### [Task instructions]
**A)** Answer these questions using the passage about classroom flooding:
(i) What two kinds of training were added to Mann's critical thinking class?
(ii) Who teaches that class?
(iii) What words does Pedchik use to describe the atmosphere of the room his class moved to?
**B)** Write the next part of the passage about classroom flooding, picking up after its final sentence.

### [Document section]
+-------+

Other students say their professors were able to adapt to the changes, incorporating new life-skills into their classes.

“My professor decided to incorporate lifeguard and CPR training into my critical thinking class because of the flooding. Not only did I get to learn a new skill, I also got to try it on one of my friends who fell into a deep puddle in our lecture hall,” Mann says.

Professor Ari Locke, who teaches Mann’s critical thinking class, says he incorporated the skill to allow students to learn more about life than just how to prove the validity and soundness of an argument.

“Students were able to face a real-world scenario where buildings aren’t always safe. In this case, we were able to use it as a way for students to learn what it’s like to work in the House of Commons during a debate should it ever flood. The debate was the best one we had all semester,” he says.

Other students didn’t get this type of extra special treatment, but were able to move to different classrooms to carry on with their lectures. Pedchik says he was able to get moved to a different location which was a refreshing change to the semester—especially in his year-long class.

“We did have some flooding in one of lecture halls, but it was a nice change moving to a different room. We at least got to see a grey, industrial atmosphere that was slightly different from what we were used to for the past two months,” Pedchik says.

+-------+

### [Extracted material]
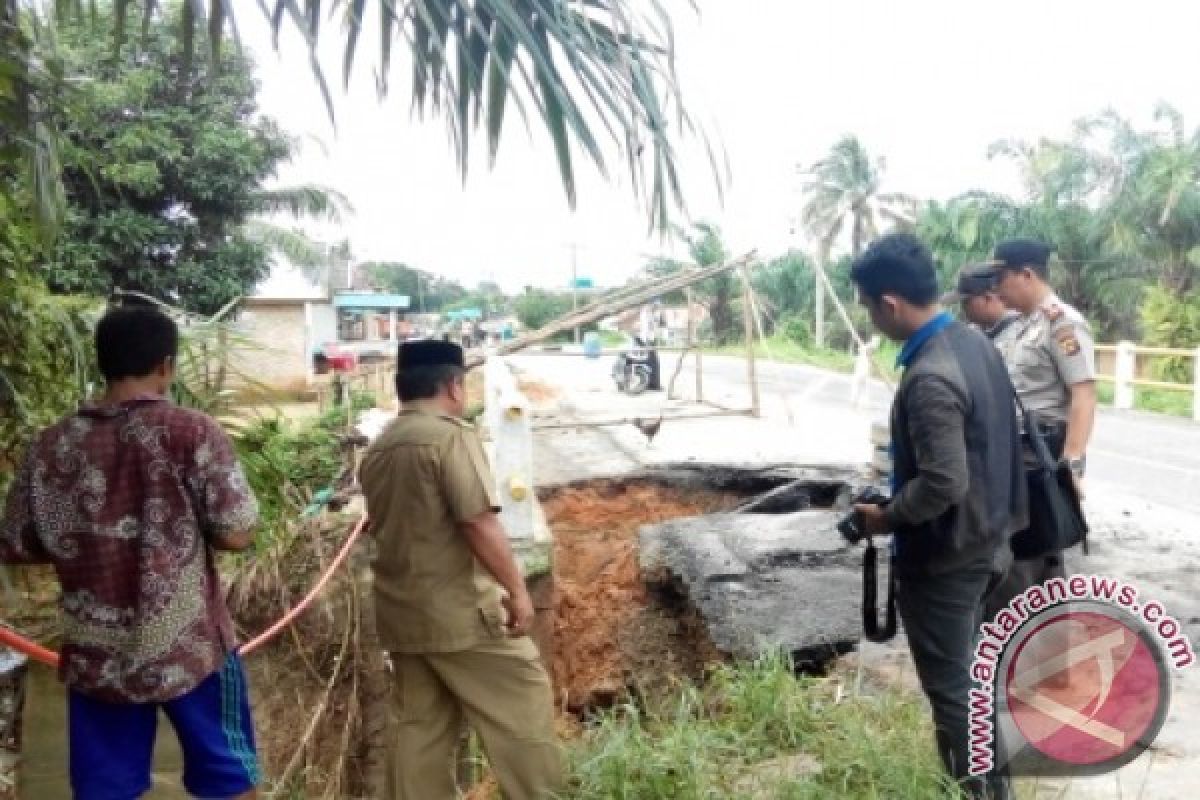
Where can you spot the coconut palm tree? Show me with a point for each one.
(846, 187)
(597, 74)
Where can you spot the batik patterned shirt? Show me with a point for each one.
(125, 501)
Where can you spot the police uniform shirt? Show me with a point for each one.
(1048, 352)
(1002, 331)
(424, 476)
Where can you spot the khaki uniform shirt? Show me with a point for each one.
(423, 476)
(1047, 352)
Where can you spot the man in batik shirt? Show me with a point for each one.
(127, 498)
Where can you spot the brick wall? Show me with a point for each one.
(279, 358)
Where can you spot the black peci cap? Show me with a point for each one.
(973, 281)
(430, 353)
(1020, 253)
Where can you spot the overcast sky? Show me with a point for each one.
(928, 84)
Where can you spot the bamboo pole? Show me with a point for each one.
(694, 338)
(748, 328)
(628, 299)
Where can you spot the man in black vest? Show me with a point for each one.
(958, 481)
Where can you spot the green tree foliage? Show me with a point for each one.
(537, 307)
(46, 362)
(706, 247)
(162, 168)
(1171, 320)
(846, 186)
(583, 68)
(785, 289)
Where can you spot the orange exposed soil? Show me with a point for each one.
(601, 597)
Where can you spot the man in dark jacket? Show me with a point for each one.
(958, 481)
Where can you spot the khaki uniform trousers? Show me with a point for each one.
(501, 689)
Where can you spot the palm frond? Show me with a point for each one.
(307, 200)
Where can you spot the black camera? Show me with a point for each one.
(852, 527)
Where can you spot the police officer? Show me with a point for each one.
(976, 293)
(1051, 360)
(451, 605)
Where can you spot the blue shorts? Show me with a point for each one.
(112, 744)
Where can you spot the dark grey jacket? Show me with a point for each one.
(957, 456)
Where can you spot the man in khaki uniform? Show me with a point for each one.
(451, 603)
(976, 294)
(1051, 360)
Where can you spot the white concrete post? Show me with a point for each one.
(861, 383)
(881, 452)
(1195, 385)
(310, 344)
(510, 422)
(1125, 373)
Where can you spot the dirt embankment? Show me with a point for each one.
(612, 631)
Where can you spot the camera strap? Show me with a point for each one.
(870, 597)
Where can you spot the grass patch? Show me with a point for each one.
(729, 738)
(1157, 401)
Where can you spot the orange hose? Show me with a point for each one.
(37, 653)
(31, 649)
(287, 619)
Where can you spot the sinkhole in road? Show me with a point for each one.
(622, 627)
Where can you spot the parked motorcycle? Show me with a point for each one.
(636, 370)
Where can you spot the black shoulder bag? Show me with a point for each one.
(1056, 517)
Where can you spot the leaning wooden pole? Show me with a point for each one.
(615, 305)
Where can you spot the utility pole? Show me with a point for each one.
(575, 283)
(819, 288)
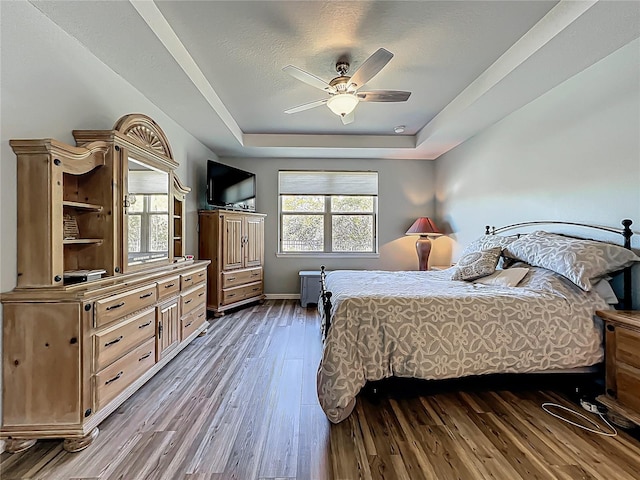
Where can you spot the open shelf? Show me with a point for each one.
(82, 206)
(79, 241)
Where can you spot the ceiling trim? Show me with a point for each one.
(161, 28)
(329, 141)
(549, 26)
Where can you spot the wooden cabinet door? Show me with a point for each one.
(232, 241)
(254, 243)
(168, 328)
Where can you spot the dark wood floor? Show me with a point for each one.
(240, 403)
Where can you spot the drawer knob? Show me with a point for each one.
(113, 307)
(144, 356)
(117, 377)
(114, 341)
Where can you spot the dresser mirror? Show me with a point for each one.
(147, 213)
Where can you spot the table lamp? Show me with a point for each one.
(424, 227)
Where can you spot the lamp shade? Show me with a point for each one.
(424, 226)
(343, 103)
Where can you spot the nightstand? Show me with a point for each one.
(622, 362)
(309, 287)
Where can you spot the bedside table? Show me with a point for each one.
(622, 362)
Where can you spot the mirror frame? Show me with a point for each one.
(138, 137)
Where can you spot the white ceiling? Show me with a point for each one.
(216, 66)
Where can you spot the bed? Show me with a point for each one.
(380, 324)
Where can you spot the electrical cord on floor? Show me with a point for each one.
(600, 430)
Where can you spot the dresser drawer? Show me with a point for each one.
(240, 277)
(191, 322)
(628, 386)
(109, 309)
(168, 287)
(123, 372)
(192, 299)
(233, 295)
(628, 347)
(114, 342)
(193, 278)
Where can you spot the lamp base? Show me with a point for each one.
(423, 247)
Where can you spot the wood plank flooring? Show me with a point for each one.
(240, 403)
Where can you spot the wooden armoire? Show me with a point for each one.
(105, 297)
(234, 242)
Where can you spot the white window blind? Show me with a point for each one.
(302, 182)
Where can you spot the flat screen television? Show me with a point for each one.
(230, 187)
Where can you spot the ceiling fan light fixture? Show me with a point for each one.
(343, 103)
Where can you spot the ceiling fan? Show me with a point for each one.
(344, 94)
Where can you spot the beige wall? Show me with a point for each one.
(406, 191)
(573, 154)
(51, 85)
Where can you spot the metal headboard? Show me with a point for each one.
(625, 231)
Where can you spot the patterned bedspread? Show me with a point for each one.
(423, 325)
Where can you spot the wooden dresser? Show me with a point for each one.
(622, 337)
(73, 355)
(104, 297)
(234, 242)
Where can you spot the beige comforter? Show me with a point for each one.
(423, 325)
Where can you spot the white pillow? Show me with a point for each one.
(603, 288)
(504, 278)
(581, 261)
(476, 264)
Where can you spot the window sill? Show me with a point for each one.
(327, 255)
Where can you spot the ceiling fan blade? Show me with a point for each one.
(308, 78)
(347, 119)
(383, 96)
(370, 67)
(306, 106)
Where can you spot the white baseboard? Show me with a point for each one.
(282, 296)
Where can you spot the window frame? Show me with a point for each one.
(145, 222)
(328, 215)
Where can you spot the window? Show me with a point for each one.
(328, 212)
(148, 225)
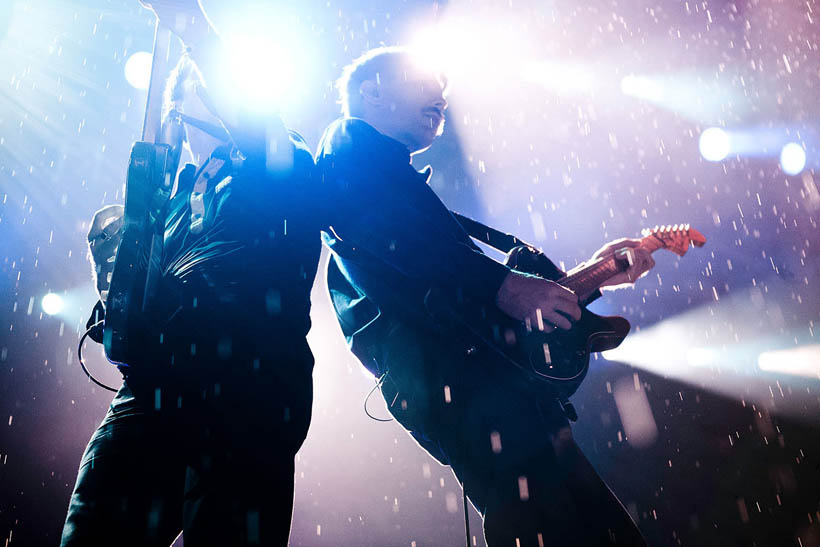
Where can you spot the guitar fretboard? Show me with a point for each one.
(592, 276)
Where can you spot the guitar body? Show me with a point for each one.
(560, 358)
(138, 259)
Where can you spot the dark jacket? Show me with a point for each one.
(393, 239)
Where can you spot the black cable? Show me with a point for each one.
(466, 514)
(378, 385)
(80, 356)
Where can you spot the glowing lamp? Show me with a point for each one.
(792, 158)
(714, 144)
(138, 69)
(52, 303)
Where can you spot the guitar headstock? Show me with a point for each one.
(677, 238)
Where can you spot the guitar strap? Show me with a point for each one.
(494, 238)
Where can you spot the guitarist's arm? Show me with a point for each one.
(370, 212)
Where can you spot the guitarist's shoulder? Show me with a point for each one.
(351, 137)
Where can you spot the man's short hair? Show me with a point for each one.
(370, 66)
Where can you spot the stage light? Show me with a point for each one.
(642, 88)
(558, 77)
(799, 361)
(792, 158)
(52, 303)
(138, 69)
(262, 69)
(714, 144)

+-------+

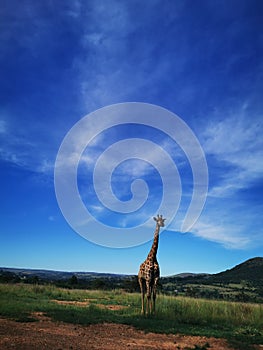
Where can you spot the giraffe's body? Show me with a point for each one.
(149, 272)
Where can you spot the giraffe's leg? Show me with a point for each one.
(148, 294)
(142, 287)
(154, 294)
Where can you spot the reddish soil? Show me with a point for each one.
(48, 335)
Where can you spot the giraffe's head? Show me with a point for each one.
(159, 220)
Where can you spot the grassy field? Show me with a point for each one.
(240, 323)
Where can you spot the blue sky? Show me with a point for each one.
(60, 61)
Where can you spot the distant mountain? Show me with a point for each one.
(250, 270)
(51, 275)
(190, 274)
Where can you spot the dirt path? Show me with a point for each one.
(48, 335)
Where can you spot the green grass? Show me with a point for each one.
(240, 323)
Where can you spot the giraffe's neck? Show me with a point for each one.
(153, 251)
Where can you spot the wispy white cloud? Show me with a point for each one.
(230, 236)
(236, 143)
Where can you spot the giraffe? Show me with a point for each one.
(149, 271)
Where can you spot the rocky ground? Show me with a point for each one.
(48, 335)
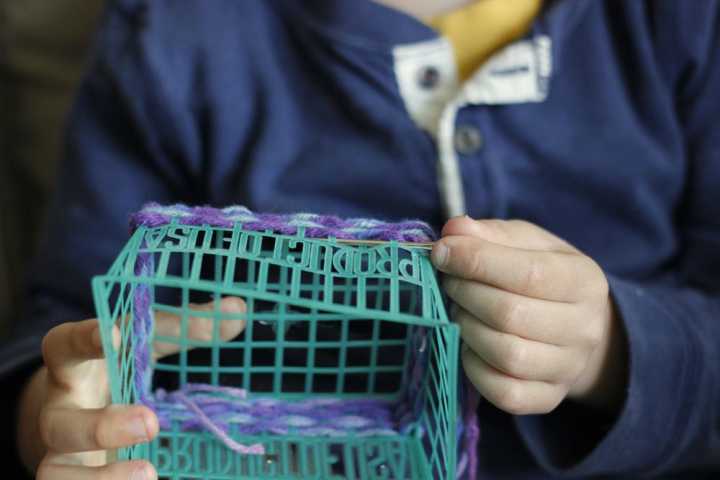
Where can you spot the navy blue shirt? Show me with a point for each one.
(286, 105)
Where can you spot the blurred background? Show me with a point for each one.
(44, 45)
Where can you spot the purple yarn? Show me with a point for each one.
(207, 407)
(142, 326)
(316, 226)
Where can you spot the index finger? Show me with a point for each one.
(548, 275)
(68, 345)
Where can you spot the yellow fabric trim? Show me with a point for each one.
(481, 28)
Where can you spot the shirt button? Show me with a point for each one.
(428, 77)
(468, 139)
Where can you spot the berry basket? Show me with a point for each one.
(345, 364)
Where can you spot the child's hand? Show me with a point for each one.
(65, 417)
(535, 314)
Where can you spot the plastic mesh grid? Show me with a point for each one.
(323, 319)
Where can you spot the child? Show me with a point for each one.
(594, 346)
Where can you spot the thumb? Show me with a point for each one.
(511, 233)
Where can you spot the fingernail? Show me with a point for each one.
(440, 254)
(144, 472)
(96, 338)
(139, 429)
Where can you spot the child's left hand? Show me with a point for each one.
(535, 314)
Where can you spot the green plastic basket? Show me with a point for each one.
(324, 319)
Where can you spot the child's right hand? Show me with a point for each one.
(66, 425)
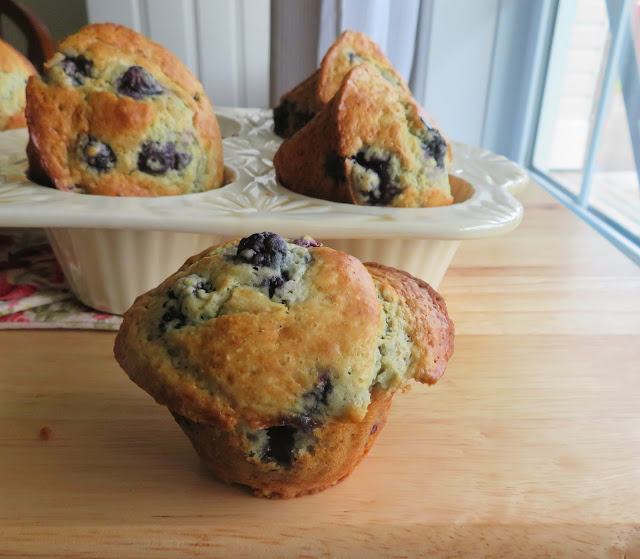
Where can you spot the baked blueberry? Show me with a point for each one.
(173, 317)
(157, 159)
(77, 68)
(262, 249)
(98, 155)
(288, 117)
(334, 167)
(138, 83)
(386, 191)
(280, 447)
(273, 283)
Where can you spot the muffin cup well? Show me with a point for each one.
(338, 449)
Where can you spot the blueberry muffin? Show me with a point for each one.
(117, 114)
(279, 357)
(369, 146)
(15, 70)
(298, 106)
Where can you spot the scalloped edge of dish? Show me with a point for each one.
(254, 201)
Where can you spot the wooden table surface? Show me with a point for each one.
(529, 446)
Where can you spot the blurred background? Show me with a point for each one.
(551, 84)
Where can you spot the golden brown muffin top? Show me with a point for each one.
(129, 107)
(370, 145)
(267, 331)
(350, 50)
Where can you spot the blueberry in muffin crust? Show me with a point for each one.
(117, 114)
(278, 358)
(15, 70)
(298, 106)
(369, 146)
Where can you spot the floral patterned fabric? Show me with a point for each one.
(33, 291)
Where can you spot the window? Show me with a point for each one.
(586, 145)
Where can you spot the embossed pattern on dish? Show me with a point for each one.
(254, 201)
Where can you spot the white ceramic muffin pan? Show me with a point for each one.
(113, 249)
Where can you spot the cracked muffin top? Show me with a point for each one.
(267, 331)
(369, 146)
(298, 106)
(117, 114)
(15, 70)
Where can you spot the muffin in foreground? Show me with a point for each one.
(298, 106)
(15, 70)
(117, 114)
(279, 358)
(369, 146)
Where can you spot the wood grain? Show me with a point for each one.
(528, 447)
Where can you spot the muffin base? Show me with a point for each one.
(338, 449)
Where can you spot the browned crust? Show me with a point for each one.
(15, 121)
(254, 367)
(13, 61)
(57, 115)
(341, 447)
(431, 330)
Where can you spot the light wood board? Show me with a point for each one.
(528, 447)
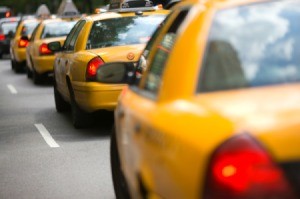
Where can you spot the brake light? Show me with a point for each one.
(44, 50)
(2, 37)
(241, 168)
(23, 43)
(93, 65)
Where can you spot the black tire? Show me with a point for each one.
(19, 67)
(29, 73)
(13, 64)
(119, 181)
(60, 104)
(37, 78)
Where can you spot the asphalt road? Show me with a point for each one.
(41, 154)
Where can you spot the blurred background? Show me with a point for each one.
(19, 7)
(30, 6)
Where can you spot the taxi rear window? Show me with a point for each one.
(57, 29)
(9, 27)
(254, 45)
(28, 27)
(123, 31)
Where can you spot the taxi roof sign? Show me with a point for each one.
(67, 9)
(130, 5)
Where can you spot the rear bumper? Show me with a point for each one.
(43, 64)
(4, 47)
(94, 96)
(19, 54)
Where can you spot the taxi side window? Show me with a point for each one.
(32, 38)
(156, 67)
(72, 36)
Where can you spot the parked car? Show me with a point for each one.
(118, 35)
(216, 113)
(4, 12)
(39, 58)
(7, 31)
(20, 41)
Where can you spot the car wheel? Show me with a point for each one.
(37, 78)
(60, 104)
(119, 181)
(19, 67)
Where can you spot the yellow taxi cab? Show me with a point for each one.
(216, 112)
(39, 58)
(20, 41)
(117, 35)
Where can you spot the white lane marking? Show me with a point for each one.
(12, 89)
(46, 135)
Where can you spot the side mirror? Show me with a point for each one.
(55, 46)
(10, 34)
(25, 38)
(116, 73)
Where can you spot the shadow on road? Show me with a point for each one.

+-------+

### [Response list]
**A)**
(i) Lifeguard and CPR training
(ii) Professor Ari Locke
(iii) Grey and industrial

**B)**
In light of the flooding, Cranton released a statement ensuring that during future floods, the university would make sure students were ready to handle the situation.

“York is working with departments to ensure all students who take classes in our older buildings will be learning CPR and lifeguard training. Our goal is to ensure a safe and accessible campus for all of our students,” the statement said.

And with that, the greatness that was York this year wraps up. While flooding classrooms was the grand finale, it’s safe to say next year might be even better. Here’s to hoping.

P.S. Good luck.

DISCLAIMER: Everything published in this week’s issue (with the exception of advertisements) is satirical; names and some information are not intended to communicate any true facts.